_取り組む課題_.
- A) ピロリ菌についての文章によると、ピロリ菌が胃内から同定されたのは何年ですか。
- B) ピロリ菌についての文章を、最後の文の後から書き進めてください。

_抜粋本文_.
════════════════════

|
|
ピロリ菌(正式名称はヘリコバクター・ピロリ)は、1983年に胃内から同定されたグラム陰性らせん状菌です。ウレアーゼという酵素を有することで胃粘膜中の尿素を分解し、アンモニア産生により胃酸を中和します。その結果、菌は自身を胃酸から守り、胃への定着が可能となり、感染成立し、胃粘膜障害を引き起こすとされています。感染経路に関してはまだ不明な点が多いですが、水を介した経口感染が考えられています。
わが国では中年代以降から急激に感染率が上昇しており、第二次世界大戦の敗戦による衛生環境状態の悪化が一因と推測している報告もあります。

════════════════════

_表示情報_.
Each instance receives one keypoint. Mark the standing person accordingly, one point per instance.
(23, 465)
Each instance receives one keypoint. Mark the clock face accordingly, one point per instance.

════════════════════

_解答例_.
- A) 1983年です。

- B)
|
|
慢性活動性胃炎と密接な関連を有することは以前より良く知られていましたが、ピロリ菌は胃酸分泌能などの胃機能にも影響を与えることで胃内環境の変化をもたらし、様々な上部消化管疾患を引き起こします。上部消化管潰瘍(かいよう)において、ピロリ菌陽性の潰瘍危険率は陰性に比べ十二指腸潰瘍では約四倍、胃潰瘍では約2倍高いとされています。日本人を対象とした研究ではピロリ陽性群では陰性群に比べ胃癌(がん)のリスクは約十倍高いとの報告があります。しかし、胃癌を持たない群でも約九割に感染の既往があることから、感染者のなかで癌を発症するのは一部であると考えられていました。
最近ではピロリ菌感染胃粘膜において食塩は、用量依存性に胃発癌を促進する(つまり塩分摂取が多いほど胃癌ができやすい)事が動物実験で示唆されています。これは過度の食塩により、胃を保護する粘液組成が変化し、ピロリ菌が定着しやすい環境になるためと考えられています。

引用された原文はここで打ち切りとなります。